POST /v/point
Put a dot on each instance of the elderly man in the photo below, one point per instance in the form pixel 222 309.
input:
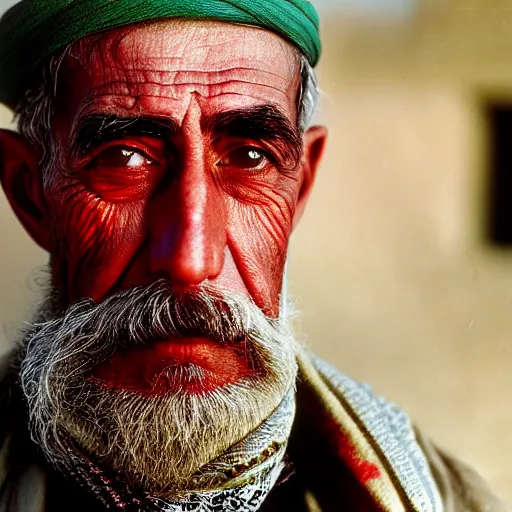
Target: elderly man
pixel 164 156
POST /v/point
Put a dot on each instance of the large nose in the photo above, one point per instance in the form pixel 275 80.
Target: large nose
pixel 188 223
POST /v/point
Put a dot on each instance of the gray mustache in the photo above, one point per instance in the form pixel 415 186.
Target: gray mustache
pixel 153 313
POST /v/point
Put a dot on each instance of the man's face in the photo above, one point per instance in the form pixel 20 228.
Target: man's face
pixel 180 159
pixel 177 175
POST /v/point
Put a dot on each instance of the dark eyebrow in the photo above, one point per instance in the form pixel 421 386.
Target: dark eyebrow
pixel 95 130
pixel 263 122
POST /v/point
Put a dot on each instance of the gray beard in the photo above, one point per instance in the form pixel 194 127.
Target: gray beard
pixel 158 444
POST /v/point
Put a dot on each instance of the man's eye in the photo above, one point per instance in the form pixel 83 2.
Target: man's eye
pixel 245 158
pixel 122 157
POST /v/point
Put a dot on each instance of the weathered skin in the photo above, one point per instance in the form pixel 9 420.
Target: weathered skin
pixel 197 203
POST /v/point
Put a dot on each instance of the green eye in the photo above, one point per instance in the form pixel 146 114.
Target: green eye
pixel 247 157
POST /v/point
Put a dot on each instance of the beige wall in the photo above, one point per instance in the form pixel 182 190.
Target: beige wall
pixel 389 266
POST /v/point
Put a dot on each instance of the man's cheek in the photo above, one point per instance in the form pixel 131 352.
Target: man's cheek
pixel 258 237
pixel 100 240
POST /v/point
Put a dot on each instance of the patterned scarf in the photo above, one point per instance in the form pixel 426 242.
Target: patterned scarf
pixel 350 449
pixel 245 474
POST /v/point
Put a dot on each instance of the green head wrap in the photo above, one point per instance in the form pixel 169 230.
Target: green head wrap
pixel 33 30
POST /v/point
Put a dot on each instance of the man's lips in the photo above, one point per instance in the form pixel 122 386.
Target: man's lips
pixel 195 365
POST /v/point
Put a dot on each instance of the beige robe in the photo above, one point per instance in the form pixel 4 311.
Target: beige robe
pixel 333 447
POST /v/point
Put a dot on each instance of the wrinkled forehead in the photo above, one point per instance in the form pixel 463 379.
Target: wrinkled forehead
pixel 174 58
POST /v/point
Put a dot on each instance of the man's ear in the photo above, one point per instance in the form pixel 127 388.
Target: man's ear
pixel 314 144
pixel 21 180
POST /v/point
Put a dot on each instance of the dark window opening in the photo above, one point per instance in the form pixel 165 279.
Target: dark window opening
pixel 500 186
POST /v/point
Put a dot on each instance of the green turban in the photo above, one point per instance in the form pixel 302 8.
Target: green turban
pixel 33 30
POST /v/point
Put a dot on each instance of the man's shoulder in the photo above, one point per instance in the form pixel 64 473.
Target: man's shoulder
pixel 429 478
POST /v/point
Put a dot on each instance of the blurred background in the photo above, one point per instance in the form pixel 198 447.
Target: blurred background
pixel 402 266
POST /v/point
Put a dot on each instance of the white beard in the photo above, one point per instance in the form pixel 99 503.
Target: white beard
pixel 159 443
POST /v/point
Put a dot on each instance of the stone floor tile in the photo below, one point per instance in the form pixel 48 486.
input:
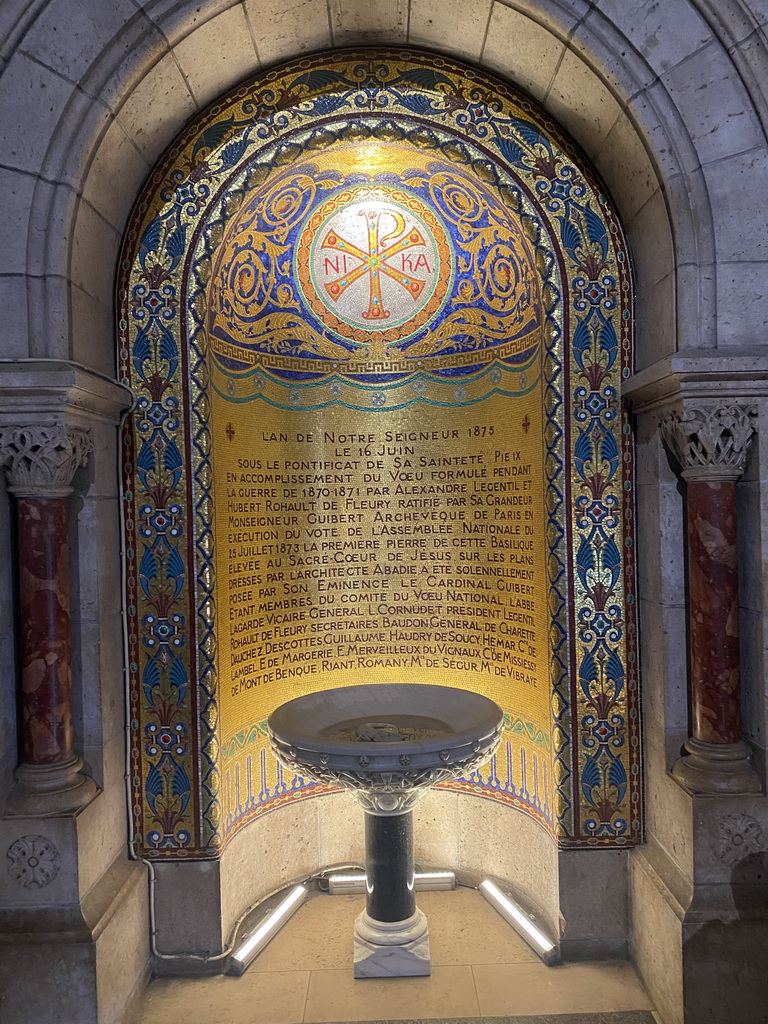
------------------------------------
# [What you need to do]
When a line of the data holds the string "below", pick it out and copy it.

# [Solution to the problem]
Put a dot on each instance of the elderly man in the photo below, one point per instance in the form pixel 222 309.
Put a dot on each instance of the stone floor tile in the photo below, one point per instance in the form pixel 48 486.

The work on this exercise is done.